* START Supplied text *
Maintaining my own Pageview/Visit Database
I currently use Google Analytics (GA) and I really like it. But ...
- You can't (yet) export your raw visit data from GA
- You can't (yet) browse your GA cube
- I have other data in my MoveableType database (post dates, categories, commentors, tracebacks, etc...) that GA just doesn't know about. This information would be interesting to get into the cube.
What have I done so far?
The handler extracts the tokens and any http header values and pushes them to the SQL Server 2005 database I have setup (also with DiscountASP). Below is a screen shot showing these records ...
Then, I added a linked server connection to this database from my home PC and setup a SQL Job that calls a sproc that moves the data from the remote server to the local PC on my desktop. This keeps the live transaction table relatively empty.
* END Supplied text *
* START Supplied entries *
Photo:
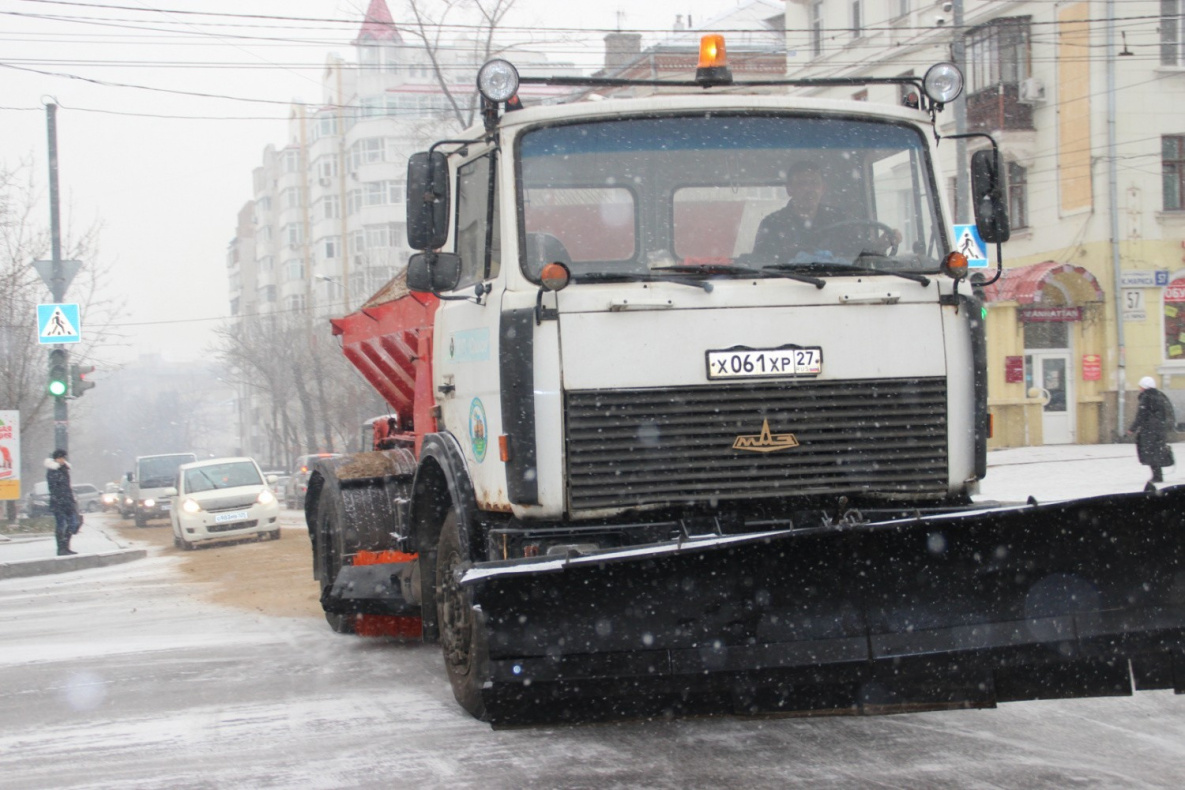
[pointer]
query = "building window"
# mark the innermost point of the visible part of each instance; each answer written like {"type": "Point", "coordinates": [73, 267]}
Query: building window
* END Supplied entries *
## Work to do
• A. In the pageview database post, rewrite the part that opens with the words containing "The handler extracts" and closes with "table relatively empty.", switching "sproc" to "stored procedure".
• B. The pageview database post names several kinds of data held in the MoveableType database that GA does not know about. List every one of them.
• C. Carry on the pageview database post from the point where it stops.
The material after the pageview database post is separate from the post itself.

## Results for each task
• A.
The handler extracts the tokens and any http header values and pushes them to the SQL Server 2005 database I have setup (also with DiscountASP). Below is a screen shot showing these records ...
Then, I added a linked server connection to this database from my home PC and setup a SQL Job that calls a stored procedure that moves the data from the remote server to the local PC on my desktop. This keeps the live transaction table relatively empty.

• B. post dates, categories, commentors, tracebacks

• C.
Then, again on my local PC, I setup a scheduled task that processes the visit table and creates a master/detail structure for each of the raw visit records where the header contains stuff like the url requested, the pages title, the referring url, the IP of the client that requested the page and the date. The detail table is filled with the key/value pairs taken from any querystring or header tokens.
Here is a quick screen shot of a handful of records from my header table. Only 4 columns and ~20 records, but still you can see what kind of information you can get from this data (I blacked out all of the IP's except mine).
How is it working?
It seems to be working OK. I am benchmarking my hit counts with what GA is reporting to make sure I have an accurate baseline. So far they seem to be relatively close.
Building the cube. Should be fun!
That's it. Enjoy!